Exercise:
Transcribe the material verbatim in full; the pictures do not belong in the copy.

Items:
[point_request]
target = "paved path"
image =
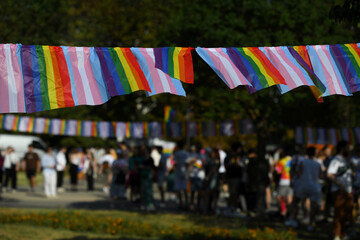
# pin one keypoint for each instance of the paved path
(81, 199)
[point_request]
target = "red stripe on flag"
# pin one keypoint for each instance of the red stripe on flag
(65, 77)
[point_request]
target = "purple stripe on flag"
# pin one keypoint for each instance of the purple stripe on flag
(237, 60)
(28, 79)
(345, 68)
(311, 73)
(158, 58)
(109, 81)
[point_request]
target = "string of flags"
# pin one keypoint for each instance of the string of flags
(323, 136)
(112, 129)
(39, 78)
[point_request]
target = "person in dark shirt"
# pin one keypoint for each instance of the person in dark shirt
(233, 174)
(31, 164)
(147, 176)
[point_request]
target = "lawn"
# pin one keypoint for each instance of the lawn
(87, 224)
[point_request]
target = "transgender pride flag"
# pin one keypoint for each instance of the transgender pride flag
(159, 81)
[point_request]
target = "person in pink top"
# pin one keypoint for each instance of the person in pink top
(284, 189)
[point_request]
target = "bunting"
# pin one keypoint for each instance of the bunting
(322, 136)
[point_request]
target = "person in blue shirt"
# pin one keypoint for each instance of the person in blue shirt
(48, 164)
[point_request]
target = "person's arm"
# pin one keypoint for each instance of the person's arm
(299, 172)
(23, 164)
(321, 176)
(38, 165)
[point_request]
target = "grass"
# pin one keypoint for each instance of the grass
(23, 181)
(87, 224)
(14, 232)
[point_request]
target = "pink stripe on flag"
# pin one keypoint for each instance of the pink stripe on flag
(150, 60)
(337, 81)
(18, 79)
(298, 72)
(220, 65)
(4, 93)
(240, 76)
(91, 78)
(77, 77)
(170, 82)
(276, 59)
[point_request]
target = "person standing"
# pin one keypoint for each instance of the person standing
(308, 186)
(31, 165)
(1, 171)
(48, 164)
(89, 168)
(11, 165)
(106, 162)
(60, 167)
(147, 176)
(119, 169)
(161, 174)
(339, 173)
(180, 158)
(75, 159)
(285, 192)
(233, 176)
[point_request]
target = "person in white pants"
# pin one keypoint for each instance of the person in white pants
(48, 164)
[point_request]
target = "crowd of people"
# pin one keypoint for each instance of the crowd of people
(313, 180)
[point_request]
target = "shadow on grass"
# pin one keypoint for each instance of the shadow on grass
(322, 231)
(91, 238)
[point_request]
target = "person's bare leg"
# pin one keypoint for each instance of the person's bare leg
(180, 199)
(162, 194)
(313, 210)
(32, 182)
(268, 198)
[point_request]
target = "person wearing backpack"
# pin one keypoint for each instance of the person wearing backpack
(340, 175)
(1, 172)
(119, 170)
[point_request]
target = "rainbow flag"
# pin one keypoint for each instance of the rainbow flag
(294, 73)
(256, 67)
(175, 61)
(348, 59)
(302, 57)
(58, 77)
(11, 79)
(223, 66)
(122, 73)
(31, 125)
(159, 82)
(325, 67)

Written answer:
[point_request]
target = "paved path"
image =
# pin one keypoint for each instance of the paved path
(81, 199)
[point_request]
target = "red stripe on flag"
# pin one keypoint for each instance of the red stripe on flag
(65, 77)
[point_request]
target = "purple stripe on flag"
# pin one keypoint for each instance of the purple stripe on flag
(237, 60)
(28, 79)
(345, 68)
(311, 73)
(158, 58)
(109, 81)
[point_request]
target = "string of flags"
# pin one keypoint for each instance of the string of flags
(323, 136)
(112, 129)
(39, 78)
[point_request]
target = "person in dark shirt"
# pin one keypoint for each instance of the person in dark shirt
(233, 174)
(31, 164)
(147, 176)
[point_request]
target = "lawn"
# pin one keypoint for each instance of the lawn
(87, 224)
[point_request]
target = "transgender pride flag"
# pin one keypoint for each instance of the transgender pride flag
(159, 81)
[point_request]
target = "person in pink top"
# pin one keypoint for each instance of the person in pink top
(284, 189)
[point_request]
target = "bunting"
# pin one keypoint for each instance of the bunting
(322, 136)
[point_request]
target = "person in blue shirt"
# pin one keypoint for each instance of the person in blue shirt
(48, 164)
[point_request]
target = "person's arm"
# pin one keypoint for each instance of the person's arm
(299, 172)
(23, 164)
(321, 176)
(38, 165)
[point_request]
target = "grass"
# pin one keypoint for each instance of the grass
(23, 181)
(87, 224)
(14, 232)
[point_request]
target = "pink stripe on flag"
# pin one keypoint for each instance of the pink stripe on flag
(150, 60)
(337, 81)
(18, 79)
(298, 72)
(220, 65)
(4, 93)
(240, 76)
(91, 78)
(77, 77)
(170, 82)
(276, 59)
[point_request]
target = "person standing"
# pin one keypoint for each instance of the person standing
(308, 186)
(31, 165)
(1, 171)
(48, 164)
(89, 168)
(11, 165)
(106, 162)
(60, 167)
(147, 176)
(119, 169)
(161, 174)
(339, 173)
(180, 158)
(75, 159)
(285, 192)
(233, 176)
[point_request]
target = "person in white pants"
# pin one keypoint for each instance of the person in white pants
(48, 164)
[point_request]
target = "crowd of people"
# pin one keypoint for each instance of the crowd of people
(313, 180)
[point_request]
target = "shadow on grass"
# pin one keypoint for each instance of the shadow on grass
(322, 231)
(91, 238)
[point_request]
target = "person's bare leg"
# pin one keypoint for each instance of the person's bare leg
(180, 199)
(162, 194)
(313, 210)
(32, 182)
(268, 198)
[point_request]
target = "person wearing backpack"
# pin one keypoint for each instance of the person wearing backpack
(340, 175)
(1, 172)
(119, 170)
[point_request]
target = "rainbow flag"
# pin one keypoint for each instance of the rainbow flag
(294, 73)
(256, 67)
(175, 61)
(348, 59)
(302, 57)
(58, 77)
(11, 79)
(223, 66)
(122, 73)
(31, 125)
(159, 82)
(325, 67)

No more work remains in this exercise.